节选段落:

***

在 Cilium 1.9 中引入了基于 eBPF 的 host-routing,来完全绕过 iptables 和上层主机堆栈,与常规 veth 设备操作相比,实现了更快的网络命名空间切换。 如果您的内核支持,此选项会自动启用。
eBPF host-Routing Legacy
Legacy是传统的eBPF host-Routing 模式,左侧是标准的网络流向过程,可以发现iptables 会对包进行处理。
eBPF host-Routing BPF
右侧是启用ebpf host-routing, 直接跨过iptables,必要条件:
Kernel >= 5.10
Direct-routing or tunneling
eBPF-based 替换kube-proxy
eBPF-based masquerading
此模式由于引入了两个helper()函数加持了eBPF host-Routing,那么在DataPath上就会有不同的地方:
- bpf_redirect_peer()
简单描述:
同节点的Pod通信时候,Pod-A从自己的veth pair 的lxc出来以后直接送到Pod-B的veth pair的eth0网卡,而绕过Pod-B的veth pair的lxc网卡。
- bpf_redirect_neigh()
简单描述:
不同节点Pod通信的时候,Pod-A从自己的veth pair的lxc出来以后被自己的ingress方向上的from-container处理(vxlan封装或是native routing)然后tail call到vxlan处理然后再走bpf_redirect_neigh()到物理网卡,然后到对端Pod-B所在的Node节点,此时再进行反向处理即可。这里有一点注意:就是from-container —> vxlan 封装 —> bpf_redirect_neigh () 处理。

***

所给数据:

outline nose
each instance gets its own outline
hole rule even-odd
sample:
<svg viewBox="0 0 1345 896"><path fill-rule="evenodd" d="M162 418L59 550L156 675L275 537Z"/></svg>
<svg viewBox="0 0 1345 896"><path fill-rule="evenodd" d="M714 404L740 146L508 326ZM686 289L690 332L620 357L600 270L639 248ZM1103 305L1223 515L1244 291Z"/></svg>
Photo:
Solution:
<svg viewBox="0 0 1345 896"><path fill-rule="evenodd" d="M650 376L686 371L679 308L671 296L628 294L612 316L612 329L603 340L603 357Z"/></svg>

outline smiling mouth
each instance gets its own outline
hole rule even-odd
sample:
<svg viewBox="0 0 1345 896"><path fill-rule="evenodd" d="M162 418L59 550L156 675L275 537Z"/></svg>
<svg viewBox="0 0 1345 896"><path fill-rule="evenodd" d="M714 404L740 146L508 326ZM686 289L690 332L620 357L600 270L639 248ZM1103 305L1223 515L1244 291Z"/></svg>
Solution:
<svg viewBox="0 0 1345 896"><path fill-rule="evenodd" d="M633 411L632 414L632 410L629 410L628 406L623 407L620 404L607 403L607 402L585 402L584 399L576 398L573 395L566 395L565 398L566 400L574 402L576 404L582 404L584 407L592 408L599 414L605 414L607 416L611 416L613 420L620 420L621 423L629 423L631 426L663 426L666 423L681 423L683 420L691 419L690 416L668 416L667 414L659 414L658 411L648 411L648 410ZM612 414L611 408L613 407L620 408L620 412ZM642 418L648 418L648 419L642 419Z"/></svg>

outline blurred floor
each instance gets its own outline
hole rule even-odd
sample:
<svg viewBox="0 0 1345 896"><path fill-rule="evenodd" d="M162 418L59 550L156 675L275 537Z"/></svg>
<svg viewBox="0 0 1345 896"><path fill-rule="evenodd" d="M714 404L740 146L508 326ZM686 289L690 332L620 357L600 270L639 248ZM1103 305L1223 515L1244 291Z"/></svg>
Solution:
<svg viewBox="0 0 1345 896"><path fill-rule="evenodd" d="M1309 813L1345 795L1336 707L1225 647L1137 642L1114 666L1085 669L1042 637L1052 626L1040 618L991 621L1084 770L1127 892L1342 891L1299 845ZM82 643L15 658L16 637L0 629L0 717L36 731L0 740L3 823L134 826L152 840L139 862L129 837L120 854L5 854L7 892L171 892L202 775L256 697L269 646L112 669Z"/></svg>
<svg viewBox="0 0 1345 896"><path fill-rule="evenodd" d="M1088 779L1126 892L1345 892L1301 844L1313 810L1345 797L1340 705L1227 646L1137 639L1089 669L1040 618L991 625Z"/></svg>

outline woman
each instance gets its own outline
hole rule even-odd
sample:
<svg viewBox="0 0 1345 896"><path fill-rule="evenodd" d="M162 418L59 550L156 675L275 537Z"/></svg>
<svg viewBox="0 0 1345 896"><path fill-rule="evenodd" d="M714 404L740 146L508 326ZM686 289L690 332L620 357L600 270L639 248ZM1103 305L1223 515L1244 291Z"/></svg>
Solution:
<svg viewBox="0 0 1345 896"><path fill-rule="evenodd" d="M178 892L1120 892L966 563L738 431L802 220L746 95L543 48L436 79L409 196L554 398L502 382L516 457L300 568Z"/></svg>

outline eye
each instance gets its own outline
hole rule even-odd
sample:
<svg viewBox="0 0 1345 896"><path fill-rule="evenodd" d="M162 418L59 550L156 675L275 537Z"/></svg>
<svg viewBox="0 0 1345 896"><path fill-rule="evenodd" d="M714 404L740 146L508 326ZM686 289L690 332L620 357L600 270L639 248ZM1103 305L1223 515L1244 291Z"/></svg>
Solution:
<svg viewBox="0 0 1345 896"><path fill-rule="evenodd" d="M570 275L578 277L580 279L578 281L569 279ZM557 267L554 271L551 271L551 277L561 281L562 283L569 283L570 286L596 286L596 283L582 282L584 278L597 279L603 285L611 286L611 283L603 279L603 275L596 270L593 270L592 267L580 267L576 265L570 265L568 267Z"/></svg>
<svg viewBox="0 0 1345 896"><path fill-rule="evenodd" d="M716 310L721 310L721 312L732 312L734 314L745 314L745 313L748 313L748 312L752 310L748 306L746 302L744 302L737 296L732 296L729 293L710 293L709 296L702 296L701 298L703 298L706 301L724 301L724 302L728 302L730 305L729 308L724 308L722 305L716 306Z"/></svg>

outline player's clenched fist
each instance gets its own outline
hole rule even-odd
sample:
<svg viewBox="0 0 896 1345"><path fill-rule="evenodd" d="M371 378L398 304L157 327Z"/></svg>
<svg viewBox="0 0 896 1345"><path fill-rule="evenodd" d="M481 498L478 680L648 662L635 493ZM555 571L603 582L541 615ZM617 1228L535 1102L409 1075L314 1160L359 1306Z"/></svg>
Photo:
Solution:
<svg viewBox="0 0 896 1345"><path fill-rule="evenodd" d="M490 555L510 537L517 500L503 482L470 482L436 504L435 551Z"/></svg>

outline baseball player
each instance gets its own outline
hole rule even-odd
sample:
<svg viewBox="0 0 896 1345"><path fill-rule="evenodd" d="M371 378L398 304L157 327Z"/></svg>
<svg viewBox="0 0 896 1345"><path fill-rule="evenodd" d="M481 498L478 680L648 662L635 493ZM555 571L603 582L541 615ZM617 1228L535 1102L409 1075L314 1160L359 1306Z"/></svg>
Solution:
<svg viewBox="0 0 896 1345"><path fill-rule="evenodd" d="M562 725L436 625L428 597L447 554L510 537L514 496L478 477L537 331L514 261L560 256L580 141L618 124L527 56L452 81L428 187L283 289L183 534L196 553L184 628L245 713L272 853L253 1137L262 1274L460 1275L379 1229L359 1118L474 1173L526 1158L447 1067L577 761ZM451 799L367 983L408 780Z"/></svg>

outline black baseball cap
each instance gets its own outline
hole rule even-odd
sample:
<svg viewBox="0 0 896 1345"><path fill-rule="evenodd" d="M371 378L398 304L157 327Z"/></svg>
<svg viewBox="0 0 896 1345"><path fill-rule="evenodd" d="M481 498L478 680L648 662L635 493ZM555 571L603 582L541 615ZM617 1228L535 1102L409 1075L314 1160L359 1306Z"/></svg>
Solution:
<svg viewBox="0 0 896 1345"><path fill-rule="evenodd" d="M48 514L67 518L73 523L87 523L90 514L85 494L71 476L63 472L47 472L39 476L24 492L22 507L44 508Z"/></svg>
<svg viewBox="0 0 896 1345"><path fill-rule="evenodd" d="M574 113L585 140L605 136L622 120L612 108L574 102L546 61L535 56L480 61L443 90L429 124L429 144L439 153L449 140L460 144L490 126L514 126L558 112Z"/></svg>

***

任务要求 1: 按节选段落,启用 eBPF host-routing 对内核版本有什么要求?
任务要求 2: 照原样复制节选段落中的一段,起于“在 Cilium 1.9”,止于“- bpf_redirect_neigh()”。

完整输出 1: 内核版本须不低于 5.10。

完整输出 2:
在 Cilium 1.9 中引入了基于 eBPF 的 host-routing,来完全绕过 iptables 和上层主机堆栈,与常规 veth 设备操作相比,实现了更快的网络命名空间切换。 如果您的内核支持,此选项会自动启用。
eBPF host-Routing Legacy
Legacy是传统的eBPF host-Routing 模式,左侧是标准的网络流向过程,可以发现iptables 会对包进行处理。
eBPF host-Routing BPF
右侧是启用ebpf host-routing, 直接跨过iptables,必要条件:
Kernel >= 5.10
Direct-routing or tunneling
eBPF-based 替换kube-proxy
eBPF-based masquerading
此模式由于引入了两个helper()函数加持了eBPF host-Routing,那么在DataPath上就会有不同的地方:
- bpf_redirect_peer()
简单描述:
同节点的Pod通信时候,Pod-A从自己的veth pair 的lxc出来以后直接送到Pod-B的veth pair的eth0网卡,而绕过Pod-B的veth pair的lxc网卡。
- bpf_redirect_neigh()